***** SELECTED TEXT

Re: Subject: Re: [C-L]_Dealing with difficult personalities
From: Bob Stein (steinvisibone.com)
Date: Sat, 3 May 2003 05:29:04 -0600 (MDT)

To oust or not to oust.

I agree with Juva's persistent optimism. I love group powers shining on member problems, whether it's sick kids or stuck unable to communicate something important. I like a community that OVERDOES this tendency. My new community (7 wks) has been numbingly helpful and generous to my family and I intend to participate vigorously in this lovely brand of neighborhood oneupsmanship.

I agree with Liz's Lincolnesque clarity: the group must continue to exist. It is mortally unwise to bleed without limit over any problem or person. I suspect each of our groups has its own chronic, persistent hemorrhages, and we have deep concerns over our past and future handling of them.

There's a discussion group I know of that deals with some very personal issues and they have adopted the axiom: No one needs fixing. This heretical idea shocked me at first but made me realize that all fixing comes from within. A difficult personality -- any person at all -- is going to change precisely to the extent that they make up their mind to change, no more no less. All outsiders can do is help an individual in *his or her* efforts to advance.

**********

● **YOUR TASKS**:
**1.** Answer these about the post:
(a) How long has the writer been part of the new community?
(b) Whose clarity does the writer call "Lincolnesque"?
(c) What axiom has the discussion group adopted?
**2.** Write out the stretch of the post from "I agree with Liz's" through "handling of them.", word for word.
The rows that come after the post have nothing to do with it.

***** DATASET

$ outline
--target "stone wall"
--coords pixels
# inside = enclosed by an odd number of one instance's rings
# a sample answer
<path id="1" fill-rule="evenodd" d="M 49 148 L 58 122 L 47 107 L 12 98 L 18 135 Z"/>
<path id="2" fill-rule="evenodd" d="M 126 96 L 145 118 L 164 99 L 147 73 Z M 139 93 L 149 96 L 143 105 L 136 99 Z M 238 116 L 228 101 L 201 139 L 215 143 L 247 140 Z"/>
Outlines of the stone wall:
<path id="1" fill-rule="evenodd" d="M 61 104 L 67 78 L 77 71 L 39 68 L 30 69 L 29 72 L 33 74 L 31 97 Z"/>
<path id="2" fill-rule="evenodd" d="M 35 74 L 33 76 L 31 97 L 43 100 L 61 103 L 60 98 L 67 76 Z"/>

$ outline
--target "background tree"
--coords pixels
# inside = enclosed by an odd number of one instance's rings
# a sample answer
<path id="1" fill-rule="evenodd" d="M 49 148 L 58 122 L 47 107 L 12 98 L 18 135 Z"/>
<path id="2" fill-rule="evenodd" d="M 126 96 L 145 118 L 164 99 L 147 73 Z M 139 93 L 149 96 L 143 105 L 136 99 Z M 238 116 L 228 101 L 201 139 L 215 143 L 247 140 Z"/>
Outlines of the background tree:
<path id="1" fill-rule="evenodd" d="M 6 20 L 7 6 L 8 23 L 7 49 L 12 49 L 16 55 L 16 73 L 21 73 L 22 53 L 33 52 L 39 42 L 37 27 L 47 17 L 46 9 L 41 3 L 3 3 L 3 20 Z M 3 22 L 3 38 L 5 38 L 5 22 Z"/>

**********

● **ANSWERS FOR THE EXERCISE**:
**1.**
(a) 7 weeks
(b) Liz's
(c) No one needs fixing.

**2.**
I agree with Liz's Lincolnesque clarity: the group must continue to exist. It is mortally unwise to bleed without limit over any problem or person. I suspect each of our groups has its own chronic, persistent hemorrhages, and we have deep concerns over our past and future handling of them.